* [The exercise] Please output every line of the material as it stands, without the pictures.

* [Input]
.....
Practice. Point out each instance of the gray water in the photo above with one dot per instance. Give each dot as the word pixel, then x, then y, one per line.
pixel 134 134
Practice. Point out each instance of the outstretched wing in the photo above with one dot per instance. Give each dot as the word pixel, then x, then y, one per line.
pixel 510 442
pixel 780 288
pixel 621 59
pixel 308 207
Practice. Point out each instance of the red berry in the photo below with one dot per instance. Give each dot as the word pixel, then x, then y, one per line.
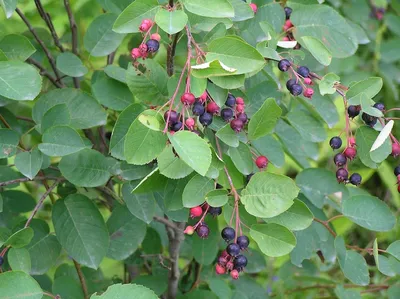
pixel 196 212
pixel 235 274
pixel 261 162
pixel 350 153
pixel 219 269
pixel 188 98
pixel 212 108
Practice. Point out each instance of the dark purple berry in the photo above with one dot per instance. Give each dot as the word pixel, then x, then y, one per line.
pixel 230 101
pixel 233 249
pixel 284 65
pixel 303 71
pixel 355 179
pixel 243 242
pixel 340 159
pixel 202 231
pixel 152 45
pixel 226 114
pixel 205 119
pixel 228 234
pixel 335 142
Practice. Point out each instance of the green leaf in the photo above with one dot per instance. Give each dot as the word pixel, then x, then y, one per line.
pixel 19 285
pixel 317 49
pixel 86 168
pixel 81 230
pixel 273 240
pixel 352 263
pixel 192 149
pixel 143 144
pixel 19 81
pixel 195 191
pixel 369 212
pixel 19 259
pixel 121 128
pixel 210 8
pixel 16 47
pixel 235 53
pixel 100 39
pixel 336 35
pixel 9 140
pixel 171 21
pixel 126 233
pixel 85 112
pixel 126 291
pixel 268 195
pixel 297 217
pixel 264 120
pixel 71 65
pixel 327 84
pixel 29 163
pixel 131 18
pixel 61 141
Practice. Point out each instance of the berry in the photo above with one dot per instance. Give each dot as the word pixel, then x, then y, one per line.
pixel 240 262
pixel 173 116
pixel 379 106
pixel 284 65
pixel 350 153
pixel 296 89
pixel 342 175
pixel 261 162
pixel 303 71
pixel 288 12
pixel 353 111
pixel 335 142
pixel 198 109
pixel 230 101
pixel 233 249
pixel 188 98
pixel 203 231
pixel 340 159
pixel 155 36
pixel 196 212
pixel 236 125
pixel 243 242
pixel 235 274
pixel 226 114
pixel 152 45
pixel 212 108
pixel 242 117
pixel 228 234
pixel 219 269
pixel 355 179
pixel 205 119
pixel 395 149
pixel 215 211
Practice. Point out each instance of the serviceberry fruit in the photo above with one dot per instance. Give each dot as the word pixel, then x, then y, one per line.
pixel 335 142
pixel 228 234
pixel 233 249
pixel 226 114
pixel 284 65
pixel 205 119
pixel 340 159
pixel 355 179
pixel 230 101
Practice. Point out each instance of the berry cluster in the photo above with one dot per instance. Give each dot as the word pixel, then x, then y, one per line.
pixel 230 259
pixel 201 227
pixel 146 47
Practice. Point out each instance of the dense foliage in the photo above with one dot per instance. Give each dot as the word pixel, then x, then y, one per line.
pixel 199 149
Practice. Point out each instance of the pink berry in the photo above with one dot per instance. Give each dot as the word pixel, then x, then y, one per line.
.....
* [Output of the task]
Practice. Point out each instance of the gray water in the photo above with one dot per instance. Give each dot as the word pixel, then x, then y, one per line.
pixel 134 134
Practice. Point out each instance of the outstretched wing in the photo above with one dot per instance. Give each dot as the word pixel, then x, then y, one per line.
pixel 510 442
pixel 780 288
pixel 621 59
pixel 308 207
Practice. Point out each instance of the red berry in the photo below with one dot per instance. Give each dot as the word pixel, then x, then y, one per line.
pixel 196 212
pixel 235 274
pixel 261 162
pixel 350 153
pixel 219 269
pixel 188 98
pixel 212 108
Practice. Point out each instance of the dark purple berry in the photo above with one dot per instance. Give each dot as the word pixel, then x, then y, one per line.
pixel 230 101
pixel 233 249
pixel 284 65
pixel 303 71
pixel 355 179
pixel 243 242
pixel 340 159
pixel 202 231
pixel 152 45
pixel 226 114
pixel 205 119
pixel 228 234
pixel 335 142
Practice. Point out each instance of the green leaf in the photo above with one dot per instance. Give each dot as the word pixel, then x, then y, one per line.
pixel 19 285
pixel 317 49
pixel 86 168
pixel 81 230
pixel 273 240
pixel 352 263
pixel 192 149
pixel 143 144
pixel 19 81
pixel 195 191
pixel 369 212
pixel 19 259
pixel 121 128
pixel 210 8
pixel 16 47
pixel 235 53
pixel 100 39
pixel 336 35
pixel 9 140
pixel 171 21
pixel 126 233
pixel 85 112
pixel 126 291
pixel 268 195
pixel 297 217
pixel 264 120
pixel 71 65
pixel 327 84
pixel 29 163
pixel 131 18
pixel 61 141
Practice. Point out each instance of the berry in the photo above with one dot per instance. Give each dot as the word pixel, then x, then y, one per line.
pixel 240 262
pixel 173 116
pixel 379 106
pixel 284 65
pixel 350 153
pixel 296 89
pixel 342 175
pixel 261 162
pixel 303 71
pixel 288 12
pixel 353 111
pixel 335 142
pixel 198 109
pixel 230 101
pixel 233 249
pixel 188 98
pixel 203 231
pixel 340 159
pixel 155 36
pixel 196 212
pixel 236 125
pixel 243 242
pixel 235 274
pixel 226 114
pixel 152 45
pixel 212 108
pixel 242 117
pixel 228 234
pixel 219 269
pixel 355 179
pixel 205 119
pixel 395 149
pixel 215 211
Practice. Point out each instance of the serviceberry fruit in the photo above with one dot per instance. Give each dot as the word pixel, then x, then y, one per line.
pixel 335 142
pixel 228 234
pixel 233 249
pixel 226 114
pixel 284 65
pixel 205 119
pixel 340 159
pixel 355 179
pixel 230 101
Practice. Point out each instance of the berry cluster in the photo above with one dot per instance. Give each dot as the word pixel, then x, then y, one per line.
pixel 230 259
pixel 201 227
pixel 146 47
Practice. Point out each instance of the dense foliage in the photo above with one dot per instance. Give each dot as the word pixel, then x, then y, one per line.
pixel 199 149
Practice. Point out each instance of the pink berry in the photo above with one dot per instance. Give each dot as the word pixel, then x, then y, one per line.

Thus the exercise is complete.